==== Available data ====
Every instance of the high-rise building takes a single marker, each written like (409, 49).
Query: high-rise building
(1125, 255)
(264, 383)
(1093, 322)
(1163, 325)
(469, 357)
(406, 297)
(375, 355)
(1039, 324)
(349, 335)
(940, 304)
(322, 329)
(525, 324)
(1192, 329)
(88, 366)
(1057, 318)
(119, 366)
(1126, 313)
====
Task details -
Could you reproduce the data above exactly as given?

Response to the task -
Every instance of the high-rise building takes a single marker, each written like (409, 49).
Query: high-rise building
(1125, 255)
(264, 383)
(1093, 322)
(1163, 325)
(469, 357)
(406, 297)
(375, 355)
(1039, 324)
(349, 335)
(940, 304)
(322, 329)
(525, 324)
(1192, 329)
(88, 366)
(1057, 318)
(119, 366)
(1126, 313)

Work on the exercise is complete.